:: TASK MATERIAL ::
━━━━━━
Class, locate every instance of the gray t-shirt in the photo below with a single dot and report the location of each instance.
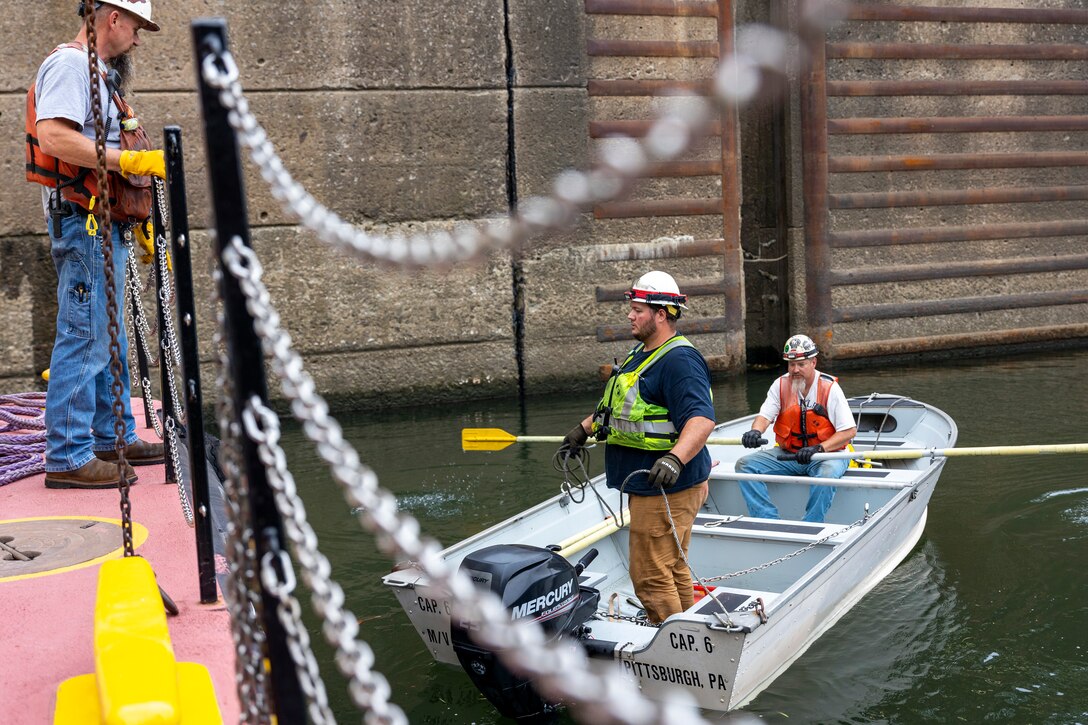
(62, 90)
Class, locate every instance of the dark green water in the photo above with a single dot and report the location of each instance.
(986, 622)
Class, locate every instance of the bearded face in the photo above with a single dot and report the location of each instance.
(802, 375)
(643, 320)
(123, 65)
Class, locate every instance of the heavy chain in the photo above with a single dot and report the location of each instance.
━━━━━━
Please extract the text of all the records above, copying each line word for word and leaving out the pictures.

Class, locate every instance of the gray t-shirt in the photo below with a single dot and report the location of each instance.
(62, 90)
Class, locate every instance of the dark green water in the photo above with a single dot and report the location of each instance.
(986, 622)
Class, locate every instance of the bearded face in the photo above with a single dot and report the location of each instance.
(802, 375)
(643, 320)
(123, 65)
Class, locate every instance of the heavy chain in the photo above with a single dot and report the location of each instance.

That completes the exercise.